# PROBLEM TO SOLVE
Rewrite the entries from the line containing "# segment the ocean water" through the line containing "191L256 112L0 109L0" as a numbered list, one line per item, leaving out blank lines.

# SUPPLIED INFORMATION
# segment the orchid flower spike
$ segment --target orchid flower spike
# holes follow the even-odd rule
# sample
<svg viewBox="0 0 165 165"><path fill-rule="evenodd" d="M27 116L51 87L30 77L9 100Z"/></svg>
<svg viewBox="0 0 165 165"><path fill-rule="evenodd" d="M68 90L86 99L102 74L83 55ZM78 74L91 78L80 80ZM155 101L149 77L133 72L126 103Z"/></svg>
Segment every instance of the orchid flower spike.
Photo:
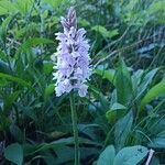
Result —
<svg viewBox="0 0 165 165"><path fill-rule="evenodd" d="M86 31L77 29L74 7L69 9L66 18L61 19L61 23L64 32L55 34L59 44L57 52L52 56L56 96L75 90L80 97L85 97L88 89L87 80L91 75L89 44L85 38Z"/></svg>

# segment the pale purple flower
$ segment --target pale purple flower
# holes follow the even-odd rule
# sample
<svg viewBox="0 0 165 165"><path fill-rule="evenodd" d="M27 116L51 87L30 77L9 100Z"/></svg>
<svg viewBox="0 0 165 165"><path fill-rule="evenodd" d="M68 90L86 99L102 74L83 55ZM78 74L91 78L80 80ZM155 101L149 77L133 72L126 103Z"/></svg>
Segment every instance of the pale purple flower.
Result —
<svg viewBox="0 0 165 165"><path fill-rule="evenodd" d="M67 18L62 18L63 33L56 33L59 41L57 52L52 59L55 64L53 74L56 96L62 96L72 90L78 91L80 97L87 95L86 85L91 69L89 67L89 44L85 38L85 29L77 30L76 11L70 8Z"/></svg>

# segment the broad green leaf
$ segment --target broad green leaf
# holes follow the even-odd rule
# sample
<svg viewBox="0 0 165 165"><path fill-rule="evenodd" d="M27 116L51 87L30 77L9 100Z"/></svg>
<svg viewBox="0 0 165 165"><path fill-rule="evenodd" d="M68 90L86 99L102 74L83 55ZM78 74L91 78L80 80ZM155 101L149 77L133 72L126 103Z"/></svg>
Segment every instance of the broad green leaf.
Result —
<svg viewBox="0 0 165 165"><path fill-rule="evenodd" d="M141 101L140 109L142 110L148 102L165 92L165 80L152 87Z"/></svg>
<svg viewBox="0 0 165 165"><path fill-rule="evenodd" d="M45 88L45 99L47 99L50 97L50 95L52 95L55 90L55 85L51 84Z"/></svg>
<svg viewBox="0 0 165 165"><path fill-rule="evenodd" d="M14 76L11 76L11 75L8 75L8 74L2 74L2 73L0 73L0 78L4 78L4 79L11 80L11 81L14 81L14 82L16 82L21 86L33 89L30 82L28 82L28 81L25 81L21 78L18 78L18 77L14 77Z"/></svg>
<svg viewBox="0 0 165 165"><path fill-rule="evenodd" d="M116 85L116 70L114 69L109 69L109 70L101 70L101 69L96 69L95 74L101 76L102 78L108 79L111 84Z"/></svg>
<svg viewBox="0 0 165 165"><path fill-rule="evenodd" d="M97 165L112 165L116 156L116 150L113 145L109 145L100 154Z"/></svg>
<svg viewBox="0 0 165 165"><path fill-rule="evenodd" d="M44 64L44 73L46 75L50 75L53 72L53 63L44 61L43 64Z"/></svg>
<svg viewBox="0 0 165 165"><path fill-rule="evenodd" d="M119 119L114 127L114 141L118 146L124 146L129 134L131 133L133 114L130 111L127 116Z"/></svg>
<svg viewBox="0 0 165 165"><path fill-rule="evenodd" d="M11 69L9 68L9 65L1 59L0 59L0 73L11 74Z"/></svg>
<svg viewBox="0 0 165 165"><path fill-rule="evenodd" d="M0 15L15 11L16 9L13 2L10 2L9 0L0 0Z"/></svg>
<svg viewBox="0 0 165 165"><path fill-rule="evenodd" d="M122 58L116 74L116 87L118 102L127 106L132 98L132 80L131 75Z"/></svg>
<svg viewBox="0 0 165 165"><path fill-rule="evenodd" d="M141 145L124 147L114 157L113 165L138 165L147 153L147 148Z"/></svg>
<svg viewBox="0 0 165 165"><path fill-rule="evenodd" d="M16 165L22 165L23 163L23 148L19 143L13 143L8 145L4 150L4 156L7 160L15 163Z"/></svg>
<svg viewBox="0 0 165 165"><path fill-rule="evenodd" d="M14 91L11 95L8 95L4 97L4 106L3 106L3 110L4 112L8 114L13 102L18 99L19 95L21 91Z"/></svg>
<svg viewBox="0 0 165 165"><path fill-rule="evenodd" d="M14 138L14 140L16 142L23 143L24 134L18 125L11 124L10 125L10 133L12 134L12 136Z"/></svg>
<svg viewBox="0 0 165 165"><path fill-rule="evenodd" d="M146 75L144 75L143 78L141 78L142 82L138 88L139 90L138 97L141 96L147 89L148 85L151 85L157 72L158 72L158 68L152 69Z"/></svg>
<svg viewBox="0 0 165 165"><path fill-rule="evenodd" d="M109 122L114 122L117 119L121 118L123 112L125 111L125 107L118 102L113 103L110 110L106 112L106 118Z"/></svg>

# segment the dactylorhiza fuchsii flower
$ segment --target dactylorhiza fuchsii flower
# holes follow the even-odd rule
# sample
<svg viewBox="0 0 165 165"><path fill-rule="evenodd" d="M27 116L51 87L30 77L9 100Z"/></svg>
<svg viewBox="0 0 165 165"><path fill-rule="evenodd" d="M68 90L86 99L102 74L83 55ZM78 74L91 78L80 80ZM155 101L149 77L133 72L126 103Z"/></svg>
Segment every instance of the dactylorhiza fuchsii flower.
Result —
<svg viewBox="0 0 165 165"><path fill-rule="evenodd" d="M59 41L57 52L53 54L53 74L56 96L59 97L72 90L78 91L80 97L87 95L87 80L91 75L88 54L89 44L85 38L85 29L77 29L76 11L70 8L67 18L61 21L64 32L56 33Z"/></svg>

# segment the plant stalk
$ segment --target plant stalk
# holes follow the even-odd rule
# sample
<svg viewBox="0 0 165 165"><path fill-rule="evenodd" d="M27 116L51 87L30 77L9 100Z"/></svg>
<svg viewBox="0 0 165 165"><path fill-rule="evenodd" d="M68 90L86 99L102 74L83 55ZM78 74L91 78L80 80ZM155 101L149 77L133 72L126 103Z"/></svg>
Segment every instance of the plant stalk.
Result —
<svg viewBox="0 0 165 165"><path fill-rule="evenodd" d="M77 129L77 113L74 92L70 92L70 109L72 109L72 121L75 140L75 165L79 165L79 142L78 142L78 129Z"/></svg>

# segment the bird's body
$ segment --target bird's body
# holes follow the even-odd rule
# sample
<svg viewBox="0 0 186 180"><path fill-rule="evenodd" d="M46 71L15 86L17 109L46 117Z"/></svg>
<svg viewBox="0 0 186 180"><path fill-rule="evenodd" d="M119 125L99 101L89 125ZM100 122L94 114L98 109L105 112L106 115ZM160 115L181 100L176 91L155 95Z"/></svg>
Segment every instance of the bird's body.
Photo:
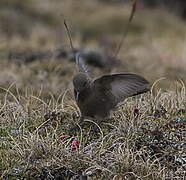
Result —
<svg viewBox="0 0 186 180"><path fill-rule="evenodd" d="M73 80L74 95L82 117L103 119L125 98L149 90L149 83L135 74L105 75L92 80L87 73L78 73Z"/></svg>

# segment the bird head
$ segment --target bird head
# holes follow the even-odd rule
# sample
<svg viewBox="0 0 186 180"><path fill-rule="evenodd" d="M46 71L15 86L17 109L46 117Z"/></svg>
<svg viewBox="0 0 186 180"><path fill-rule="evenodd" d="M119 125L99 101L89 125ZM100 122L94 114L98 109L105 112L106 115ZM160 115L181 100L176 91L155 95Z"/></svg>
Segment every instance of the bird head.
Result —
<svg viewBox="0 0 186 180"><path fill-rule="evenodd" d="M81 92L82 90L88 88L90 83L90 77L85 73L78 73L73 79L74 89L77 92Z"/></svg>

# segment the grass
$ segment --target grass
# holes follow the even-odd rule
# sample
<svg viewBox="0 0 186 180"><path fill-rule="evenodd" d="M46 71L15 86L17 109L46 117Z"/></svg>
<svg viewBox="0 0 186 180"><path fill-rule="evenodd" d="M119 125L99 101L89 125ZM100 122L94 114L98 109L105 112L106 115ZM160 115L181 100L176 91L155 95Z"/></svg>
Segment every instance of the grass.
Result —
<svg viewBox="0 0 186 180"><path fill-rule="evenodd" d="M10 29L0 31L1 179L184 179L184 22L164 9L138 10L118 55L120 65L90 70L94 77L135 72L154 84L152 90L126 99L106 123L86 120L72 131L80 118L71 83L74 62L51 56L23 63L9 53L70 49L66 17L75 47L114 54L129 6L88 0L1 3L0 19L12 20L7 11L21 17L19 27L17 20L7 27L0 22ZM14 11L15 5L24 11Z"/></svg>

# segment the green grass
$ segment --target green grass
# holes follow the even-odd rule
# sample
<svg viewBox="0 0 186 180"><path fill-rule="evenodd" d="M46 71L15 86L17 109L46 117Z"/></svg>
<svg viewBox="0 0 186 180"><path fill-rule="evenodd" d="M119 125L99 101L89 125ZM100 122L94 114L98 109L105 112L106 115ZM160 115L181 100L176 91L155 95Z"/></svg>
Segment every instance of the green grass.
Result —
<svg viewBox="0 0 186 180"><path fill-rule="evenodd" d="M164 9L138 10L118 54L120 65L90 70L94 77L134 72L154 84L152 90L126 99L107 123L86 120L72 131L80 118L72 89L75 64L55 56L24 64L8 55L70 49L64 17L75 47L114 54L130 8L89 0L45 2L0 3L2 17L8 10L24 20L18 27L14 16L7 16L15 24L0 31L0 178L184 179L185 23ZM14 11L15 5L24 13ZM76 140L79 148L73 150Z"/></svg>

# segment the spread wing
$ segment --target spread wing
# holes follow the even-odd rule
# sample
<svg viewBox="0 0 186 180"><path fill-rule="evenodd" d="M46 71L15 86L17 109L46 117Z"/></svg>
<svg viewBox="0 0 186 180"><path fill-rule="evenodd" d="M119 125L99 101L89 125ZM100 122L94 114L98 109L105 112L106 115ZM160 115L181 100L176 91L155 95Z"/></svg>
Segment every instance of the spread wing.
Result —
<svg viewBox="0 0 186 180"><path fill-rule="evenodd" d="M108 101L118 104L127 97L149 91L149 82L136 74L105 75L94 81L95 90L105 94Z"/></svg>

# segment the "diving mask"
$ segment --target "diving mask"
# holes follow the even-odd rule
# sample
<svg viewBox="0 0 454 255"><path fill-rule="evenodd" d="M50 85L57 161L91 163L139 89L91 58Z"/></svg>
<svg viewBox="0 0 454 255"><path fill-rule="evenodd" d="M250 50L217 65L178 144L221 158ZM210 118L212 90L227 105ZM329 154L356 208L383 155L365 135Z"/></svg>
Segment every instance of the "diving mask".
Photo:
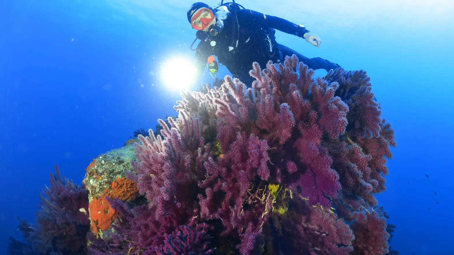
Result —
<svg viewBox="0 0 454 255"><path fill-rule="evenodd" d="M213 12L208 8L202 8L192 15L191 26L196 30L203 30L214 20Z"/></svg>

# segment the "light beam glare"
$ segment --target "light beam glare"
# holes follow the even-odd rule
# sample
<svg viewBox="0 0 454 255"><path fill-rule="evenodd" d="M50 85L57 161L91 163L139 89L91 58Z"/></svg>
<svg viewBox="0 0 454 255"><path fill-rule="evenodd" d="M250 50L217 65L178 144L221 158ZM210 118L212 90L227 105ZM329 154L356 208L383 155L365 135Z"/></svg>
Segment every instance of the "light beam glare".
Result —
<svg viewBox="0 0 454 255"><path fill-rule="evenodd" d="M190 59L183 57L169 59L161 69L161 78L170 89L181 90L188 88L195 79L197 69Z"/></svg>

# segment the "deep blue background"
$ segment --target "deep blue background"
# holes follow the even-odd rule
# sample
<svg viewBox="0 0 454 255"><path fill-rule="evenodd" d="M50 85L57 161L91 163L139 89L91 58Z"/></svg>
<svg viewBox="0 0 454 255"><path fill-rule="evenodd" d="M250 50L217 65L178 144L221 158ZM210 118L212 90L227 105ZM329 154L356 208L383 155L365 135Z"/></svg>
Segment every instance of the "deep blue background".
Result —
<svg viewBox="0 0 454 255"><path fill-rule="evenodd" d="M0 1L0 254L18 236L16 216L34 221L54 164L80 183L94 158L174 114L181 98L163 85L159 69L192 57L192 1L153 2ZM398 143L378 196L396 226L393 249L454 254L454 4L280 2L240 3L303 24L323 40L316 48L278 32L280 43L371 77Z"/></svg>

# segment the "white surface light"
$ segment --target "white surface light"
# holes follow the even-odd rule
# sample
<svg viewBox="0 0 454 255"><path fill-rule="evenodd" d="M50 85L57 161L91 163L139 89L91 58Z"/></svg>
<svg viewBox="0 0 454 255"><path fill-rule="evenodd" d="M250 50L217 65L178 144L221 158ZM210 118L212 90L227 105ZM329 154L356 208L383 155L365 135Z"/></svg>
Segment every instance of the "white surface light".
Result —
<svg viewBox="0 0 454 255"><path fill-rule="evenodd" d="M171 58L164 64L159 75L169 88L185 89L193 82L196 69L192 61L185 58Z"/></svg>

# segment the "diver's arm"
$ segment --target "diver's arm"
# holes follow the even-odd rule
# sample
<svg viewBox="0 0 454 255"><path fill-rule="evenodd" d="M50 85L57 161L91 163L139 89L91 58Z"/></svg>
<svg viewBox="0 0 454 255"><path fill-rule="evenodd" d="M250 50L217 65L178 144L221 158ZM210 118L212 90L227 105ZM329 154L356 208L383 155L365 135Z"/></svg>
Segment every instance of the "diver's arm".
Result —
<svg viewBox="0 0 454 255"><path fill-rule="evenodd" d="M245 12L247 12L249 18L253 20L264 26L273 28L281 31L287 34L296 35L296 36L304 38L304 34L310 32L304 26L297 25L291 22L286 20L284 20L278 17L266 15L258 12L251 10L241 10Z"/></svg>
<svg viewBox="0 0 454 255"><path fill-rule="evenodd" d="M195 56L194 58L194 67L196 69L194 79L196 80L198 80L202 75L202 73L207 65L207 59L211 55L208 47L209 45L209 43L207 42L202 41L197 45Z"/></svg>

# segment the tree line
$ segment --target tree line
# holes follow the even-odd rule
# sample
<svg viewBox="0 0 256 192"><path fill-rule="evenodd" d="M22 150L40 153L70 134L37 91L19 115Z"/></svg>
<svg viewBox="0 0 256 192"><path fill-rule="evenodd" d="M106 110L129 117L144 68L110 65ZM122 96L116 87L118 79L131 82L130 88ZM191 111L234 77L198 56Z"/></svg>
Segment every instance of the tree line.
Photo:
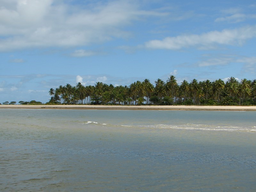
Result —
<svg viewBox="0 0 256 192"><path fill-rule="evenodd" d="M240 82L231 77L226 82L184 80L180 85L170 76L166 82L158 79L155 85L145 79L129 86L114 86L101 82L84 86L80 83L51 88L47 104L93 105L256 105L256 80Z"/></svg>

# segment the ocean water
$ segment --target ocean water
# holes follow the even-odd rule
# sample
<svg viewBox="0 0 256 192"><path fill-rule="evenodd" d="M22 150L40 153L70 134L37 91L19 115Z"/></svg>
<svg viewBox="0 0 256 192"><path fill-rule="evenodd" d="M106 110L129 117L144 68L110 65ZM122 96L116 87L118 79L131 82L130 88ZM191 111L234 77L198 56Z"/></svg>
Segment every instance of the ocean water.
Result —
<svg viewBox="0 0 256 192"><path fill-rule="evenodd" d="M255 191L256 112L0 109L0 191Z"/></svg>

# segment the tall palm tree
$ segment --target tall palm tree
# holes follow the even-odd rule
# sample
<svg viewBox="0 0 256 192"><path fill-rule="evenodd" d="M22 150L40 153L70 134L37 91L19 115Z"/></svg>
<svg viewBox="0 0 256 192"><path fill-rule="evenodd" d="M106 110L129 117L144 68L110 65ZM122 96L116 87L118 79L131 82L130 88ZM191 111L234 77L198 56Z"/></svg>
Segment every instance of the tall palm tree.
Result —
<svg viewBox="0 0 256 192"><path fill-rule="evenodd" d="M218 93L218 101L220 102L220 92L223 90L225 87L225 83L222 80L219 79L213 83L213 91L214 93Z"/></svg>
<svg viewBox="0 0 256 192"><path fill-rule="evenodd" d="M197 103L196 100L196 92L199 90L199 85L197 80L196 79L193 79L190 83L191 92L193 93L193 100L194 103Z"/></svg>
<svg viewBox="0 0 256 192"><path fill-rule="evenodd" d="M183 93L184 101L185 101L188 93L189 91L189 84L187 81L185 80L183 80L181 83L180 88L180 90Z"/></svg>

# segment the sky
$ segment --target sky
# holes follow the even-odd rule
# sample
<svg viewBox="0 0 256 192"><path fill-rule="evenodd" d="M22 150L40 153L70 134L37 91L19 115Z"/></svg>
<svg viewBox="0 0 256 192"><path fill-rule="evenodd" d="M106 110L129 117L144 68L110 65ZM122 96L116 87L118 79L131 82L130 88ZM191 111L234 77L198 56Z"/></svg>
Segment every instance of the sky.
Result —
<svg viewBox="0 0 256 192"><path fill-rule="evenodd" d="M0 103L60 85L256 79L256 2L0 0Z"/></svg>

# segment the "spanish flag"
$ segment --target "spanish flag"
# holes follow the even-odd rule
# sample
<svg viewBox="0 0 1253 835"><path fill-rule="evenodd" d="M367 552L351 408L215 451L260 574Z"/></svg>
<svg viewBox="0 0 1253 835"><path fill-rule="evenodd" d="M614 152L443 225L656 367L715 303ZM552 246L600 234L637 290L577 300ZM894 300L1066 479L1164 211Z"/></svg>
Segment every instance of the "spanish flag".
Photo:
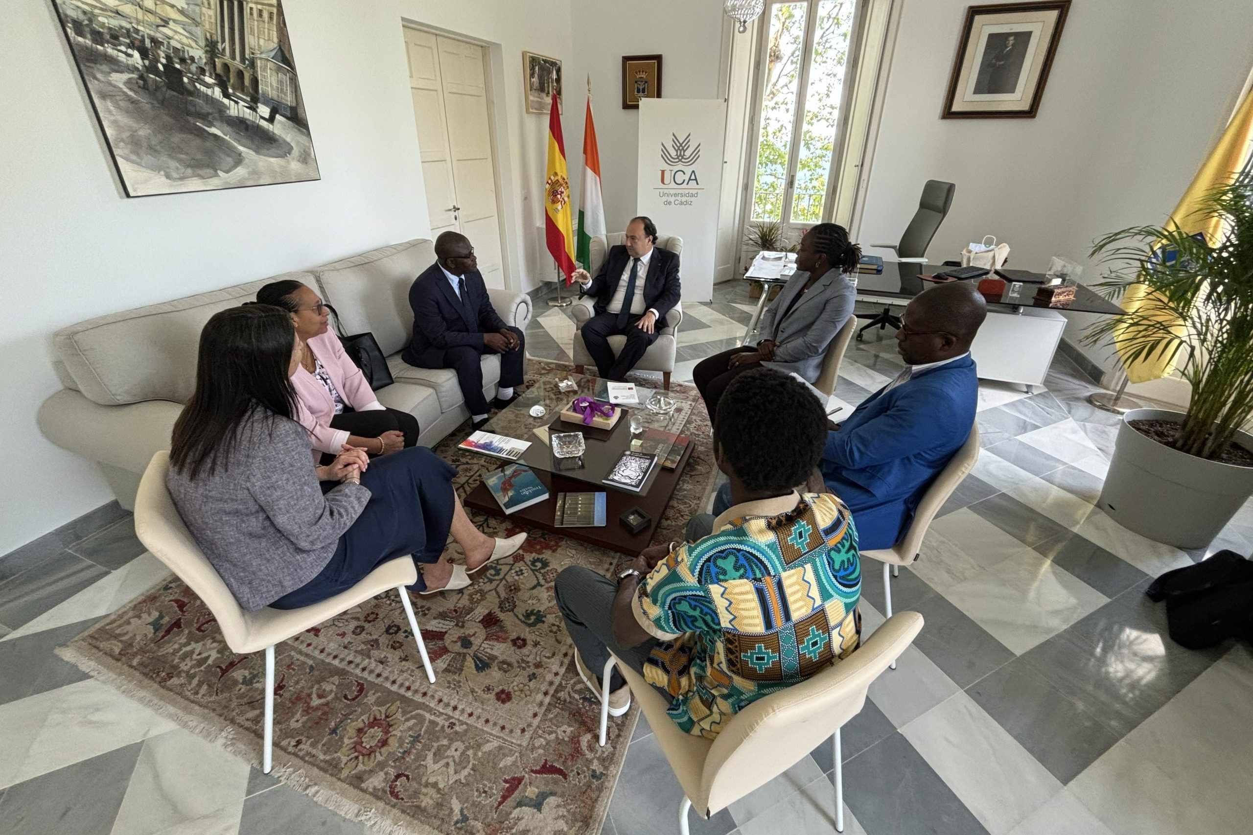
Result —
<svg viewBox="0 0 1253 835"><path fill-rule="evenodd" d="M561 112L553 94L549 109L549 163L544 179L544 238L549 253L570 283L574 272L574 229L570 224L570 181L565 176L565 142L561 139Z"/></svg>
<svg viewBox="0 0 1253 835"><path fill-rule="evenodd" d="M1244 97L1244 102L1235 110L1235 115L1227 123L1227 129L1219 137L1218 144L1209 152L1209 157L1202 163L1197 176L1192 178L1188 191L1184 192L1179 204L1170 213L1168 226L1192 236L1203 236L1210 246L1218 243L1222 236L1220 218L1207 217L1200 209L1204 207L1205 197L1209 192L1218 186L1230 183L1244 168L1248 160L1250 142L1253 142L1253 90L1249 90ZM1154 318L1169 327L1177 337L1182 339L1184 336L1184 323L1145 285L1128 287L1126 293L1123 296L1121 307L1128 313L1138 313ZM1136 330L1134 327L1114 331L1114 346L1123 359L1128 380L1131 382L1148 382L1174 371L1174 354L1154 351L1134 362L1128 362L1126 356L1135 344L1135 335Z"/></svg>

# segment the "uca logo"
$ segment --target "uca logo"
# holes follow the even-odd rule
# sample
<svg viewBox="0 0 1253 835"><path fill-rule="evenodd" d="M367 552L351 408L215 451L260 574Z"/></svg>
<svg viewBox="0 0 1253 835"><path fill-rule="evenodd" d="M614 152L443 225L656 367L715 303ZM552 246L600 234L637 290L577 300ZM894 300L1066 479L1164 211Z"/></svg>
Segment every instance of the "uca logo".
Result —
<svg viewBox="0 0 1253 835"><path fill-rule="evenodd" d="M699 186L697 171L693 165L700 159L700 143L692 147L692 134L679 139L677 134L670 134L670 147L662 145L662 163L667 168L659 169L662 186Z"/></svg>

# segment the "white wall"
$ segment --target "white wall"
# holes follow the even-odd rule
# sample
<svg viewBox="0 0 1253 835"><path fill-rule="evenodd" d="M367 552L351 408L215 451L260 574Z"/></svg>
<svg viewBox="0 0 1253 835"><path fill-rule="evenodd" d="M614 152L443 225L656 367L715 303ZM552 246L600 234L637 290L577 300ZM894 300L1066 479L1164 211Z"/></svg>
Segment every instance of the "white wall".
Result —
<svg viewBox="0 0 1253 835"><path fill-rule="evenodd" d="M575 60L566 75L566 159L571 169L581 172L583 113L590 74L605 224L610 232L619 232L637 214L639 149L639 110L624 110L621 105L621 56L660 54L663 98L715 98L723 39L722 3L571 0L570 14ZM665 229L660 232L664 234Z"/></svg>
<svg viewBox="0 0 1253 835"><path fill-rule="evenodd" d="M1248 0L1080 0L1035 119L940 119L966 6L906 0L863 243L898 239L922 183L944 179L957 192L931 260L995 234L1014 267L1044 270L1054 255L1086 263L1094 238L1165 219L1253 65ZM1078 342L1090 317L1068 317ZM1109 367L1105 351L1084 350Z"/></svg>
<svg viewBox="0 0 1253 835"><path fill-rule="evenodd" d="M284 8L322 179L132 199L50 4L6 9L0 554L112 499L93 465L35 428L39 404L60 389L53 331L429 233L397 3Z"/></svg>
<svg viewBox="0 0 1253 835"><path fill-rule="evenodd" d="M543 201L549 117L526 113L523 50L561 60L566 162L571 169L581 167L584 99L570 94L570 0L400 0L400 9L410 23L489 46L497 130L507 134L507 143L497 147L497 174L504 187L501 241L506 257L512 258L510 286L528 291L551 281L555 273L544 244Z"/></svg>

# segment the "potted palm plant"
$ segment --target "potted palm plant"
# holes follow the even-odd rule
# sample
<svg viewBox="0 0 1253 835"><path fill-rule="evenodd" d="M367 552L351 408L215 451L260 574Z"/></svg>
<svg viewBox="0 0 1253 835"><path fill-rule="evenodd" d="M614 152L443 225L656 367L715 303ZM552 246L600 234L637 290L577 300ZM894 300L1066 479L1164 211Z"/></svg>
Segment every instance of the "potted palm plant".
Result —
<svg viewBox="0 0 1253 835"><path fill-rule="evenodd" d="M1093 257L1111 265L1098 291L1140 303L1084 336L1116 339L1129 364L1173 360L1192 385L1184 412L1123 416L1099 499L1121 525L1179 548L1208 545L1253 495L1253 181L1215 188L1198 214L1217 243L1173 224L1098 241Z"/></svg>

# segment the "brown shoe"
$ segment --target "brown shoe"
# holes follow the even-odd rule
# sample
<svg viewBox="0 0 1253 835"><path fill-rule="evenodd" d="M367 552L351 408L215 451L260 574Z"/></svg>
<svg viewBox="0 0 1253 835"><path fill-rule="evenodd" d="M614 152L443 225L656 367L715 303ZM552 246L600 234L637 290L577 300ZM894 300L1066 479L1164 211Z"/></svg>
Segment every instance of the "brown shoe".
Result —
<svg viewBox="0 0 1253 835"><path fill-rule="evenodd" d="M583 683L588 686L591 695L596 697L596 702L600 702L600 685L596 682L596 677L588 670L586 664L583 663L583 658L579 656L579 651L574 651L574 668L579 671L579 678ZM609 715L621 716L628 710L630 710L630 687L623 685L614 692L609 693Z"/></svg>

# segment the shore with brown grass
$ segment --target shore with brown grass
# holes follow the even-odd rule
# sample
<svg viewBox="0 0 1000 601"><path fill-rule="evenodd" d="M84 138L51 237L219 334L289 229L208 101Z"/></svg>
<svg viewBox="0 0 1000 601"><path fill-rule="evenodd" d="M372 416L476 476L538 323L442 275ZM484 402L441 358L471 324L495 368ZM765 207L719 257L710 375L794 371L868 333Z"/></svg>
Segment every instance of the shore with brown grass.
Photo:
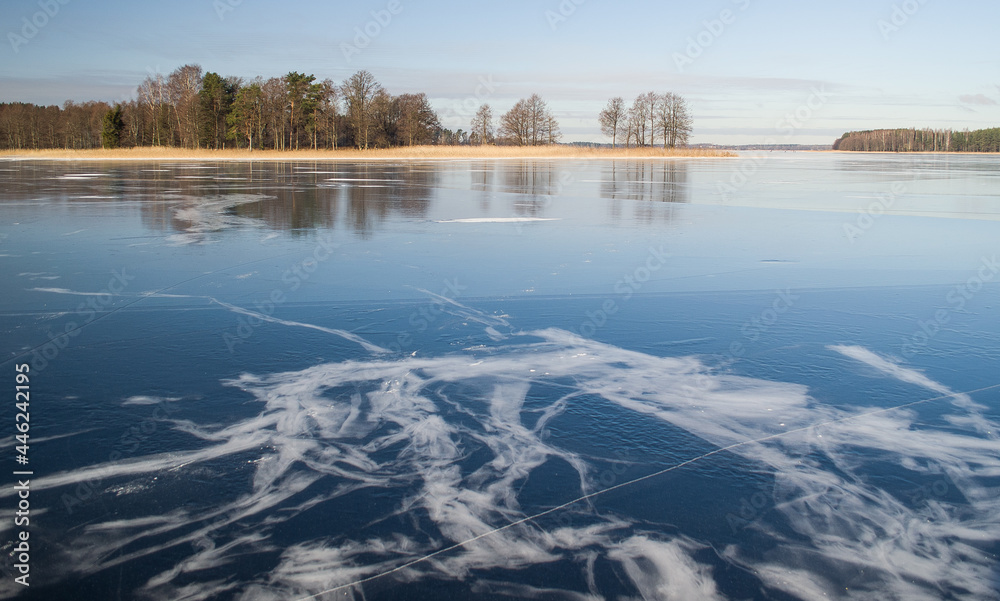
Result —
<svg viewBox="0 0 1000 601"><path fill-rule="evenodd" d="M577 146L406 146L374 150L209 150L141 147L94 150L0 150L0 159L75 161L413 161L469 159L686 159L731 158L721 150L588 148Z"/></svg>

# ANSWER TO THIS EXERCISE
1. # segment the ocean water
2. $ segment --target ocean water
3. # holes follow the even-odd rule
4. # sample
5. <svg viewBox="0 0 256 192"><path fill-rule="evenodd" d="M22 150L40 153L70 134L37 91L19 115Z"/></svg>
6. <svg viewBox="0 0 256 192"><path fill-rule="evenodd" d="M106 110L129 117L144 68L110 65ZM122 96L116 87L118 79L131 82L130 88ZM191 111L234 77L198 56Z"/></svg>
7. Segment every instance of the ocean water.
8. Result —
9. <svg viewBox="0 0 256 192"><path fill-rule="evenodd" d="M255 191L256 112L0 109L0 191Z"/></svg>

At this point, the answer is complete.